▸ Quoted text:
--------------------

Lester Pearson was Prime Minister. We flew the red ensign as our national flag. Rock and roll music was in its infancy. Non-white faces were still a rare sight on the streets of our cities.
This was Canada, circa 1963. But beneath the surface of Canadian society, something unique was stirring: a movement to extend the Gospel’s Good News well beyond church walls and into the very fabric of our life, including political life. And so, a baby was born, today known as Citizens for Public Justice.
It’s gone through many permutations over the years. The article below sketches the early days, and following issues of The Catalyst will continue the saga as we celebrate our 40th anniversary.
MUCH OF the inspiration for CPJ’s formation came from Alberta, where a small group of Christians had launched the Christian Action Foundation in 1962. It pushed for Christian action in politics, labour and education, energized by the vision of a radically different society based on Gospel values.
“Men must come to see that God’s Word speaks to politics, labour, education, social behaviour and, in short, all human behaviour,” said CAF leaders Jim Visser and John Olthuis in a 1966 report.
“Underneath it all there was a vision,” recalls Visser, who played a leading role in the CAF, along with Louis Tamminga, Andrew Wieringa and Olthuis. “We had many meetings of talking vision, and of how we could develop this organization.”

--------------------

▸ Data provided:
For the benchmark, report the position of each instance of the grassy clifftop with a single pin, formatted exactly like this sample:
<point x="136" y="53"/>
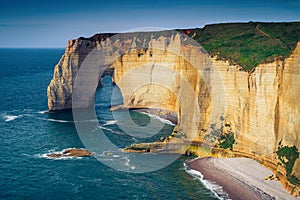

--------------------

Reproduce the whole article above on the early days of Citizens for Public Justice, word for word.

▸ Finished task:
Lester Pearson was Prime Minister. We flew the red ensign as our national flag. Rock and roll music was in its infancy. Non-white faces were still a rare sight on the streets of our cities.
This was Canada, circa 1963. But beneath the surface of Canadian society, something unique was stirring: a movement to extend the Gospel’s Good News well beyond church walls and into the very fabric of our life, including political life. And so, a baby was born, today known as Citizens for Public Justice.
It’s gone through many permutations over the years. The article below sketches the early days, and following issues of The Catalyst will continue the saga as we celebrate our 40th anniversary.
MUCH OF the inspiration for CPJ’s formation came from Alberta, where a small group of Christians had launched the Christian Action Foundation in 1962. It pushed for Christian action in politics, labour and education, energized by the vision of a radically different society based on Gospel values.
“Men must come to see that God’s Word speaks to politics, labour, education, social behaviour and, in short, all human behaviour,” said CAF leaders Jim Visser and John Olthuis in a 1966 report.
“Underneath it all there was a vision,” recalls Visser, who played a leading role in the CAF, along with Louis Tamminga, Andrew Wieringa and Olthuis. “We had many meetings of talking vision, and of how we could develop this organization.”